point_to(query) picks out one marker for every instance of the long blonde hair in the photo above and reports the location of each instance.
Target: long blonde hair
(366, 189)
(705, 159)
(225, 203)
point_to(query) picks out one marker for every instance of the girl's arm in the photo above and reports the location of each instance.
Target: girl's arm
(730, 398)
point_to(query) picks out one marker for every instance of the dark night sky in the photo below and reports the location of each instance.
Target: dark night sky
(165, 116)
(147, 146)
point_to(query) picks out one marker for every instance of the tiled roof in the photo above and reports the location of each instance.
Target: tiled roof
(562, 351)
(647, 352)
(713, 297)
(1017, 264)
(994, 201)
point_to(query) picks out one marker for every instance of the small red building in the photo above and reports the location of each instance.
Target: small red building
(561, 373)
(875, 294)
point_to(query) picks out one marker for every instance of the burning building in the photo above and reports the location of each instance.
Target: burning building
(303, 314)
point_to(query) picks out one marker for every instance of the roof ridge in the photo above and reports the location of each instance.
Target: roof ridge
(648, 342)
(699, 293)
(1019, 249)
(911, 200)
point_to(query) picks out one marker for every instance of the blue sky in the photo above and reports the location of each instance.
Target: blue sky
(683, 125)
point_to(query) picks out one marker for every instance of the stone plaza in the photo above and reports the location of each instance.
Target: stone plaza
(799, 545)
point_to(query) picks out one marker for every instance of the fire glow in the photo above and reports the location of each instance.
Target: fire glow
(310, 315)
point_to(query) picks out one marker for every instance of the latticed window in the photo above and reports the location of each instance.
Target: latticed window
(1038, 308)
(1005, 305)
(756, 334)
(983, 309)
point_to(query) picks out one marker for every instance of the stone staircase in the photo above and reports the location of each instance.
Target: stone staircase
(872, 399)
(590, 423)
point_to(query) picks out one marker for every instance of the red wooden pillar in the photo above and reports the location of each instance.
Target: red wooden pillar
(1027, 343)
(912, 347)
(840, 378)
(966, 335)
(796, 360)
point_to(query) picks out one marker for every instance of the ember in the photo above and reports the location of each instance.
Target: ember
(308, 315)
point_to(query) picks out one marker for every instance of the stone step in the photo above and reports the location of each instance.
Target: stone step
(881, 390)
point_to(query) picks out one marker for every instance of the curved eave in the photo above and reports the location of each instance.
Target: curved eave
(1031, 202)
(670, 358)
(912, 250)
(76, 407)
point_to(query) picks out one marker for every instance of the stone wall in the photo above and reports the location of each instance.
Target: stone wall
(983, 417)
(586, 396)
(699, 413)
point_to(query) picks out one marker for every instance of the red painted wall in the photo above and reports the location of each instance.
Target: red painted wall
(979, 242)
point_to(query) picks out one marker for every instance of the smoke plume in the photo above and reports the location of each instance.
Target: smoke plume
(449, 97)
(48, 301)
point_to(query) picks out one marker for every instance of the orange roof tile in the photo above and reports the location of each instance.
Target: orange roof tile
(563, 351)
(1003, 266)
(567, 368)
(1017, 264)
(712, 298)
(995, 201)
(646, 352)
════════════════
Reproduce everything from the line containing "of the curved" down to the end of the records, both ends included and every character unchanged.

point_to(query) picks out one marker for every instance of the curved eave in the photo above and reports the location of each instance.
Target: curved eave
(1031, 202)
(670, 358)
(912, 250)
(76, 407)
point_to(query) picks out one marker for every instance of the stone wall in the photo above and reports the location of each instance.
Target: stone wall
(983, 417)
(586, 396)
(699, 413)
point_to(query) picks out one marker for every instance of the red painted wall in the photo above and reports the location of each instance.
Target: red painted wall
(979, 242)
point_to(query) picks out one marker for every instance of the smoke plume in the photo above and reports the location of each instance.
Target: smoke plume
(449, 97)
(48, 301)
point_to(query) picks out one marker for every instance of the orange roof tile in the photo above and reports the location of each instance.
Target: orange roof tile
(563, 351)
(1003, 266)
(567, 368)
(1017, 264)
(712, 298)
(995, 201)
(646, 352)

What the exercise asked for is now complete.